---------- DATA PROVIDED ----------

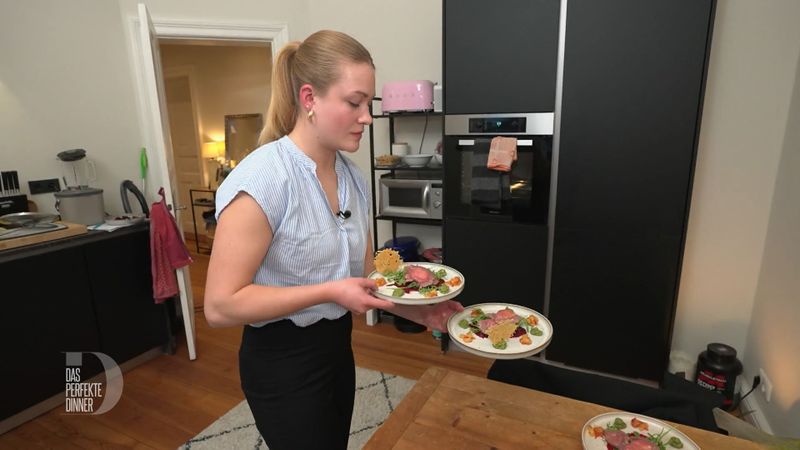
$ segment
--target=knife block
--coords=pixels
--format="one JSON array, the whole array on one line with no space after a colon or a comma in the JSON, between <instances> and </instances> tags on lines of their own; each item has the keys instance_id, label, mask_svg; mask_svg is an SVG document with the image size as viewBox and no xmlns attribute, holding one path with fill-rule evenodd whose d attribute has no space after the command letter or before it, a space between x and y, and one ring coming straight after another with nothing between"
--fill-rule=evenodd
<instances>
[{"instance_id":1,"label":"knife block","mask_svg":"<svg viewBox=\"0 0 800 450\"><path fill-rule=\"evenodd\" d=\"M0 216L28 211L28 196L8 195L0 197Z\"/></svg>"}]
</instances>

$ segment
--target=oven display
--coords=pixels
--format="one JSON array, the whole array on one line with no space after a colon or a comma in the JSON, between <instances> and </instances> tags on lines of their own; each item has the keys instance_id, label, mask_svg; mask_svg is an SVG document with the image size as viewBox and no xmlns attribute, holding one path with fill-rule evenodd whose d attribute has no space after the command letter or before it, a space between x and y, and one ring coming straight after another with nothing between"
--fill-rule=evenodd
<instances>
[{"instance_id":1,"label":"oven display","mask_svg":"<svg viewBox=\"0 0 800 450\"><path fill-rule=\"evenodd\" d=\"M525 117L478 117L469 119L470 133L524 133Z\"/></svg>"}]
</instances>

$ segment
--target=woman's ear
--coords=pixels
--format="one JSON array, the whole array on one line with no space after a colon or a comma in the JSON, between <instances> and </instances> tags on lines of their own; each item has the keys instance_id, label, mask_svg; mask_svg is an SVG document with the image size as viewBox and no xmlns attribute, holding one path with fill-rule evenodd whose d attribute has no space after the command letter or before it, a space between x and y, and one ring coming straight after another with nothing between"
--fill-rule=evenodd
<instances>
[{"instance_id":1,"label":"woman's ear","mask_svg":"<svg viewBox=\"0 0 800 450\"><path fill-rule=\"evenodd\" d=\"M308 114L314 108L314 87L306 83L300 86L298 100L300 100L300 109Z\"/></svg>"}]
</instances>

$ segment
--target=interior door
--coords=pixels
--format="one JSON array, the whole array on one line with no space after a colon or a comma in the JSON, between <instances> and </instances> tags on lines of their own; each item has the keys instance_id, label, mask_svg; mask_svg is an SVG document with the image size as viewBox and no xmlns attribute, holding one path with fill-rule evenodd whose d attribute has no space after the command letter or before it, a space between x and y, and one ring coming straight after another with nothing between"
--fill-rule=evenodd
<instances>
[{"instance_id":1,"label":"interior door","mask_svg":"<svg viewBox=\"0 0 800 450\"><path fill-rule=\"evenodd\" d=\"M172 142L169 132L169 118L167 116L167 102L164 94L164 78L161 70L161 56L158 51L158 36L156 35L150 13L143 3L139 3L139 37L142 51L142 78L145 84L145 96L147 102L147 113L150 120L150 129L153 133L150 153L156 160L161 170L161 184L167 204L172 206L175 218L181 222L181 211L185 209L179 206L175 189L179 186L178 179L173 167ZM181 231L183 238L183 231ZM194 300L192 298L192 282L189 276L189 268L183 267L177 270L178 289L180 290L181 312L183 323L186 330L186 344L189 350L189 359L197 357L195 353L194 335Z\"/></svg>"},{"instance_id":2,"label":"interior door","mask_svg":"<svg viewBox=\"0 0 800 450\"><path fill-rule=\"evenodd\" d=\"M195 120L195 99L192 97L189 76L166 75L165 87L169 113L169 129L172 139L175 176L178 180L177 192L181 205L189 205L189 189L202 189L203 167L200 157L200 141ZM189 206L192 207L192 206ZM194 232L191 214L181 214L181 228L184 233ZM198 228L198 233L202 227ZM198 239L195 236L195 239Z\"/></svg>"}]
</instances>

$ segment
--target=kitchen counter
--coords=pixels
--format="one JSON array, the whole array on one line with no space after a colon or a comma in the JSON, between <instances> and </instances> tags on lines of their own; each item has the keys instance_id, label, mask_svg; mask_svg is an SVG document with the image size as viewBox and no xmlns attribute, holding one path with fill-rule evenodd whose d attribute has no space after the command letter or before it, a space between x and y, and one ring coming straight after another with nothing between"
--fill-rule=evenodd
<instances>
[{"instance_id":1,"label":"kitchen counter","mask_svg":"<svg viewBox=\"0 0 800 450\"><path fill-rule=\"evenodd\" d=\"M98 242L128 234L134 234L141 232L142 230L149 231L150 223L142 222L136 225L131 225L129 227L119 228L111 232L89 230L89 232L87 232L86 234L81 234L78 236L71 236L62 239L53 239L50 241L40 242L38 244L26 245L24 247L16 247L16 248L10 248L8 250L0 250L0 264L7 261L13 261L19 258L40 255L61 248L75 247L90 242Z\"/></svg>"}]
</instances>

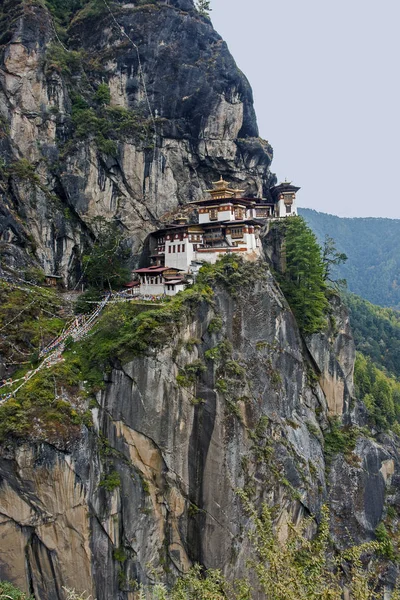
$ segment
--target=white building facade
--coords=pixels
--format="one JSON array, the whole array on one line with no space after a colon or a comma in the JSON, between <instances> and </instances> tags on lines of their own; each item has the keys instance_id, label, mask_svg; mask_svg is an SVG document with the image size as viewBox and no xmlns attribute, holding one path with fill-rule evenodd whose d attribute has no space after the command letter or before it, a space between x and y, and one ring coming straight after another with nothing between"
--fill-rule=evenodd
<instances>
[{"instance_id":1,"label":"white building facade","mask_svg":"<svg viewBox=\"0 0 400 600\"><path fill-rule=\"evenodd\" d=\"M261 255L261 228L268 219L297 215L299 189L285 182L270 190L269 199L245 198L242 190L221 178L208 190L208 198L191 203L197 208L198 223L180 217L150 236L151 265L135 271L140 295L174 295L184 289L185 275L224 254L256 260Z\"/></svg>"}]
</instances>

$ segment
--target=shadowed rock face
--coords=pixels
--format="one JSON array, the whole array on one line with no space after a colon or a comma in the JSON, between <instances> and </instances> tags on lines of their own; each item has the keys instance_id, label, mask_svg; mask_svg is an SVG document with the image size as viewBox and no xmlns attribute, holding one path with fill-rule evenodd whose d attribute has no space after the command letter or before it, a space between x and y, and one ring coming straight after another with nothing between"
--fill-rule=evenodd
<instances>
[{"instance_id":1,"label":"shadowed rock face","mask_svg":"<svg viewBox=\"0 0 400 600\"><path fill-rule=\"evenodd\" d=\"M30 249L30 261L69 283L79 277L96 216L117 219L137 253L164 213L203 197L220 175L250 195L268 195L275 182L249 83L193 3L120 3L118 25L103 8L75 16L66 44L81 58L71 63L49 13L17 6L0 59L8 124L0 138L0 240L9 264L23 266L21 251ZM93 100L100 83L109 86L111 107L135 114L142 127L140 135L107 134L108 154L97 130L76 138L71 120L77 95L100 109ZM38 178L16 173L21 159Z\"/></svg>"},{"instance_id":2,"label":"shadowed rock face","mask_svg":"<svg viewBox=\"0 0 400 600\"><path fill-rule=\"evenodd\" d=\"M216 316L222 328L210 332ZM347 402L352 346L346 351L340 328L328 333L306 349L266 268L236 297L217 289L214 303L198 305L162 350L116 365L92 409L94 428L64 451L3 447L0 577L41 600L61 600L63 585L129 600L135 582L153 580L153 568L166 582L195 561L241 575L251 550L238 488L277 507L282 537L302 515L318 520L328 501L339 545L347 531L371 539L385 495L398 502L397 450L388 436L360 435L327 478L331 407L310 379L312 365L321 383L335 373L348 422L362 414L359 407L352 416ZM226 341L225 363L211 360L207 351ZM204 370L195 386L182 387L177 375L196 360ZM233 381L229 392L224 381Z\"/></svg>"},{"instance_id":3,"label":"shadowed rock face","mask_svg":"<svg viewBox=\"0 0 400 600\"><path fill-rule=\"evenodd\" d=\"M94 217L117 219L136 253L165 212L219 175L248 195L268 195L275 182L249 84L209 21L191 0L134 4L115 9L133 43L107 11L77 15L67 44L86 53L84 64L61 68L48 53L48 12L3 3L0 252L14 268L39 263L73 284ZM111 155L93 132L78 139L71 116L74 93L92 101L101 82L111 107L145 124L143 139L114 132ZM277 240L268 250L282 259ZM352 398L348 316L332 302L336 327L302 340L266 267L236 297L216 290L215 305L197 306L162 351L116 364L79 439L3 446L0 578L38 600L62 600L62 586L134 600L153 568L166 582L194 561L241 575L250 554L235 493L243 487L277 506L282 537L304 514L318 520L328 501L338 545L347 530L371 539L385 502L400 511L399 458L391 437L360 434L326 472L328 417L366 422ZM216 315L222 328L210 332ZM226 339L231 371L206 357ZM196 386L178 385L198 359Z\"/></svg>"}]
</instances>

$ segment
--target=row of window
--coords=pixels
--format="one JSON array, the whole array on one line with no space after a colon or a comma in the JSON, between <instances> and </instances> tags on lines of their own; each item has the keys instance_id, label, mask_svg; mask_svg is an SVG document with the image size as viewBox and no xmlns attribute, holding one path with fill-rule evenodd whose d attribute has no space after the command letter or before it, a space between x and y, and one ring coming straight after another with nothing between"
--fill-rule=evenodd
<instances>
[{"instance_id":1,"label":"row of window","mask_svg":"<svg viewBox=\"0 0 400 600\"><path fill-rule=\"evenodd\" d=\"M176 246L168 247L168 254L175 254L175 252L185 252L185 244L177 244Z\"/></svg>"},{"instance_id":2,"label":"row of window","mask_svg":"<svg viewBox=\"0 0 400 600\"><path fill-rule=\"evenodd\" d=\"M244 211L242 208L235 208L235 219L236 221L240 221L244 218ZM211 208L210 209L210 221L218 221L218 209Z\"/></svg>"}]
</instances>

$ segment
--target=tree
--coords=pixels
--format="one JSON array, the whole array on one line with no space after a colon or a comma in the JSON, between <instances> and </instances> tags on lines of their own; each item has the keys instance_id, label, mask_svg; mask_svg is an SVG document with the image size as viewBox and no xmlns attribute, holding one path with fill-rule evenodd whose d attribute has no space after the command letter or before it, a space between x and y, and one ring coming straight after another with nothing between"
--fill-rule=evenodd
<instances>
[{"instance_id":1,"label":"tree","mask_svg":"<svg viewBox=\"0 0 400 600\"><path fill-rule=\"evenodd\" d=\"M326 267L321 249L311 229L301 217L277 224L284 235L285 271L279 283L296 317L300 330L315 333L326 323Z\"/></svg>"},{"instance_id":2,"label":"tree","mask_svg":"<svg viewBox=\"0 0 400 600\"><path fill-rule=\"evenodd\" d=\"M171 591L163 585L142 588L140 600L253 600L262 591L266 600L342 600L345 585L353 600L383 600L379 576L381 557L392 560L392 546L381 527L377 541L332 554L329 510L323 507L317 534L310 517L290 525L282 542L274 527L274 510L258 510L244 491L238 492L249 517L251 549L247 567L250 580L228 582L219 570L199 565L182 576ZM368 568L366 565L368 564ZM396 588L392 600L399 600Z\"/></svg>"},{"instance_id":3,"label":"tree","mask_svg":"<svg viewBox=\"0 0 400 600\"><path fill-rule=\"evenodd\" d=\"M211 8L210 0L196 0L196 9L197 11L203 15L203 17L209 17Z\"/></svg>"},{"instance_id":4,"label":"tree","mask_svg":"<svg viewBox=\"0 0 400 600\"><path fill-rule=\"evenodd\" d=\"M85 279L96 289L120 287L130 278L130 251L124 236L117 223L103 217L96 217L92 227L96 241L91 251L83 256Z\"/></svg>"},{"instance_id":5,"label":"tree","mask_svg":"<svg viewBox=\"0 0 400 600\"><path fill-rule=\"evenodd\" d=\"M332 267L342 265L347 260L347 254L338 252L336 243L329 235L325 236L324 245L322 247L322 262L324 263L324 279L336 285L345 285L345 279L331 279Z\"/></svg>"}]
</instances>

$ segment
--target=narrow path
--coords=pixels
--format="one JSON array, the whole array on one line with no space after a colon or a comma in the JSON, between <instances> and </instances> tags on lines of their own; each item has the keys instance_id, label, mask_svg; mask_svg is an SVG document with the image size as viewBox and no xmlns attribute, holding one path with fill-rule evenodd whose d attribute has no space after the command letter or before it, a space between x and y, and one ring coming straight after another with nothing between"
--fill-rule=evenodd
<instances>
[{"instance_id":1,"label":"narrow path","mask_svg":"<svg viewBox=\"0 0 400 600\"><path fill-rule=\"evenodd\" d=\"M53 365L62 362L64 359L62 354L65 350L65 341L72 337L74 342L82 340L89 331L94 327L100 313L106 306L106 304L111 299L111 294L108 295L104 300L102 300L95 308L95 310L86 317L85 315L79 315L76 317L68 327L64 329L64 331L55 338L46 348L44 348L39 357L43 358L42 362L36 369L32 369L25 373L23 377L19 379L7 379L3 385L0 386L0 390L3 390L7 387L14 387L17 383L19 383L18 387L8 392L7 394L0 394L0 406L4 404L7 400L15 396L15 394L30 380L34 377L39 371L42 369L52 367Z\"/></svg>"},{"instance_id":2,"label":"narrow path","mask_svg":"<svg viewBox=\"0 0 400 600\"><path fill-rule=\"evenodd\" d=\"M147 304L148 302L151 302L151 304L148 304L149 308L151 306L164 306L163 303L157 302L157 299L153 297L141 298L140 296L133 296L131 298L126 298L118 293L108 294L101 302L96 303L96 308L93 310L92 313L90 313L89 316L78 315L77 317L75 317L64 328L64 330L59 336L57 336L52 342L50 342L50 344L48 344L45 348L43 348L40 351L39 358L43 360L40 363L40 365L36 367L36 369L28 371L23 377L20 377L19 379L7 379L2 385L0 385L0 406L10 398L15 396L15 394L39 371L41 371L44 368L50 368L53 365L62 362L64 360L62 355L65 350L66 340L68 338L72 338L74 342L78 342L84 339L91 331L91 329L93 329L98 317L100 316L101 312L104 310L107 304L132 301L138 304L144 304L145 302ZM1 391L4 390L4 388L13 388L18 383L18 387L16 387L12 391L1 394Z\"/></svg>"}]
</instances>

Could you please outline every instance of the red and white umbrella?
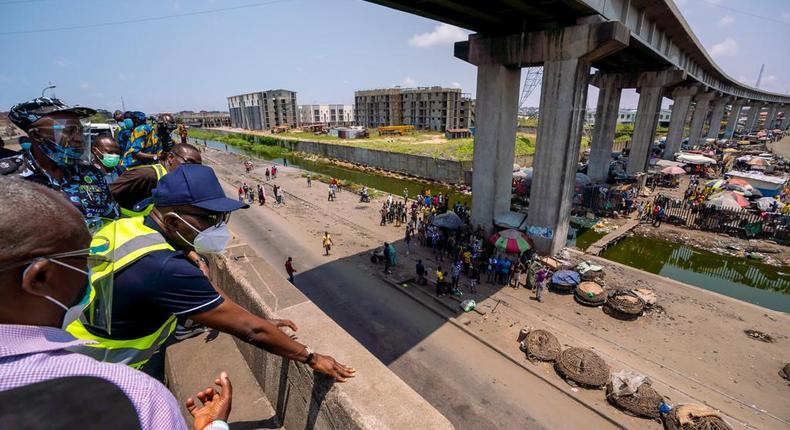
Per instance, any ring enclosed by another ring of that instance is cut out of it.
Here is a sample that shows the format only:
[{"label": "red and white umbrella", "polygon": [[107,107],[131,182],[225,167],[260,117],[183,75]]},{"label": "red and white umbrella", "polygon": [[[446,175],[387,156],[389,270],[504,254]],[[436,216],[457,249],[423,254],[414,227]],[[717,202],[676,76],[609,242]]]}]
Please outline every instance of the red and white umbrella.
[{"label": "red and white umbrella", "polygon": [[512,254],[521,254],[535,247],[526,233],[512,228],[492,234],[488,241],[498,249]]},{"label": "red and white umbrella", "polygon": [[661,169],[661,173],[665,175],[684,175],[686,171],[678,166],[669,166]]}]

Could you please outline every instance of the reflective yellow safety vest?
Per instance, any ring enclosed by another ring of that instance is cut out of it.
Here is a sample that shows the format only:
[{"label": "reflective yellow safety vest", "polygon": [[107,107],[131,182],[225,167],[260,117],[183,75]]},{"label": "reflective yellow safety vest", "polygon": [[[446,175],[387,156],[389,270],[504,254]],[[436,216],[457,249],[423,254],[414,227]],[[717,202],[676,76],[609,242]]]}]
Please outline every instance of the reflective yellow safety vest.
[{"label": "reflective yellow safety vest", "polygon": [[[163,166],[161,163],[143,164],[142,166],[134,166],[134,167],[130,167],[130,168],[126,169],[126,170],[148,169],[148,168],[154,169],[154,172],[156,172],[156,180],[157,180],[157,182],[160,179],[162,179],[162,176],[165,176],[167,174],[167,169],[165,169],[165,166]],[[149,213],[151,213],[151,210],[153,210],[153,209],[154,209],[154,204],[153,203],[149,203],[148,206],[146,206],[141,211],[133,211],[131,209],[121,208],[121,215],[123,215],[123,216],[125,216],[127,218],[146,216]]]},{"label": "reflective yellow safety vest", "polygon": [[[113,264],[106,265],[103,270],[92,272],[92,283],[98,284],[102,278],[114,276],[116,272],[151,252],[165,249],[174,251],[159,232],[143,224],[143,221],[142,217],[122,218],[104,226],[94,234],[94,237],[109,240],[108,249],[99,254],[111,258]],[[95,300],[95,295],[93,291],[90,297],[91,303]],[[140,309],[140,312],[143,311]],[[66,331],[78,339],[92,340],[96,343],[69,348],[70,351],[88,355],[99,361],[127,364],[139,369],[175,331],[176,316],[171,315],[161,327],[147,336],[125,340],[95,335],[88,331],[85,323],[83,315],[79,320],[71,323]]]}]

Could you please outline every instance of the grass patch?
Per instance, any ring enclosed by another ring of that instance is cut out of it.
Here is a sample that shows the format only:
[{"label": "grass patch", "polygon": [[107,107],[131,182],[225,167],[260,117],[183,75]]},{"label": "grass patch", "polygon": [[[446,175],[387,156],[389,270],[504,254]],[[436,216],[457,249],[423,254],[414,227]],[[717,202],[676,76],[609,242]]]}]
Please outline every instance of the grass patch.
[{"label": "grass patch", "polygon": [[253,136],[241,133],[225,135],[212,131],[190,128],[189,137],[226,143],[230,146],[246,149],[263,158],[283,158],[291,152],[290,149],[279,146],[280,141],[278,139],[268,136]]},{"label": "grass patch", "polygon": [[[340,139],[334,136],[315,135],[306,132],[289,132],[273,136],[259,136],[243,133],[224,135],[196,129],[190,129],[189,135],[195,139],[216,140],[250,151],[258,151],[269,158],[279,158],[287,154],[289,152],[287,149],[277,145],[282,143],[282,141],[293,140],[356,146],[380,151],[397,152],[400,154],[420,155],[458,161],[472,160],[474,151],[474,138],[469,137],[447,140],[444,138],[443,133],[438,132],[415,132],[405,136],[373,136],[368,139]],[[516,142],[514,144],[517,157],[535,153],[535,135],[533,134],[519,134],[516,136]]]},{"label": "grass patch", "polygon": [[[302,177],[306,178],[307,177],[307,172],[303,172],[302,173]],[[312,172],[312,180],[313,181],[318,181],[318,182],[323,182],[325,184],[331,184],[332,183],[332,177],[329,176],[329,175],[324,175],[323,173]],[[347,179],[338,179],[337,183],[340,184],[340,188],[341,189],[343,189],[345,191],[351,191],[353,193],[359,193],[360,191],[362,191],[362,187],[364,186],[364,185],[357,184],[356,182],[351,182],[351,181],[349,181]],[[383,195],[384,195],[384,193],[382,193],[381,191],[375,190],[373,188],[368,187],[368,196],[370,196],[371,199],[374,199],[376,197],[380,197],[380,196],[383,196]]]}]

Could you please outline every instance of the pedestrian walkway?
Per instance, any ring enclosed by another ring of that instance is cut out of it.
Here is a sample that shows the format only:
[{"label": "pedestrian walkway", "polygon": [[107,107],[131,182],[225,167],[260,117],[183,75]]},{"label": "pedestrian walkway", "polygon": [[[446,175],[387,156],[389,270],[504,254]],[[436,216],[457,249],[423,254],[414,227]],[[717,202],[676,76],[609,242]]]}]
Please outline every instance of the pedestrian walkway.
[{"label": "pedestrian walkway", "polygon": [[636,228],[636,226],[638,226],[638,225],[639,225],[639,221],[638,220],[635,220],[635,219],[628,220],[625,224],[620,226],[617,230],[614,230],[614,231],[610,232],[606,236],[598,239],[598,241],[596,241],[595,243],[590,245],[587,248],[586,252],[588,254],[592,254],[592,255],[600,254],[609,245],[611,245],[612,243],[617,242],[618,240],[620,240],[621,237],[623,237],[629,231],[631,231],[634,228]]}]

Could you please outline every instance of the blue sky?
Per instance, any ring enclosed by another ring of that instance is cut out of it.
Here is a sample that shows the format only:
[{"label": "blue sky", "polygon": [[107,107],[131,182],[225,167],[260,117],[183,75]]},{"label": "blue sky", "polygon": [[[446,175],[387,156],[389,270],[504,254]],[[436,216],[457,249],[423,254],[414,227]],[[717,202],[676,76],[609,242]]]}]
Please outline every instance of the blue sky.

----------

### WHAT IS REQUIRED
Answer with a single number: the count of lines in the entries that hold the word "Could".

### SOLUTION BELOW
5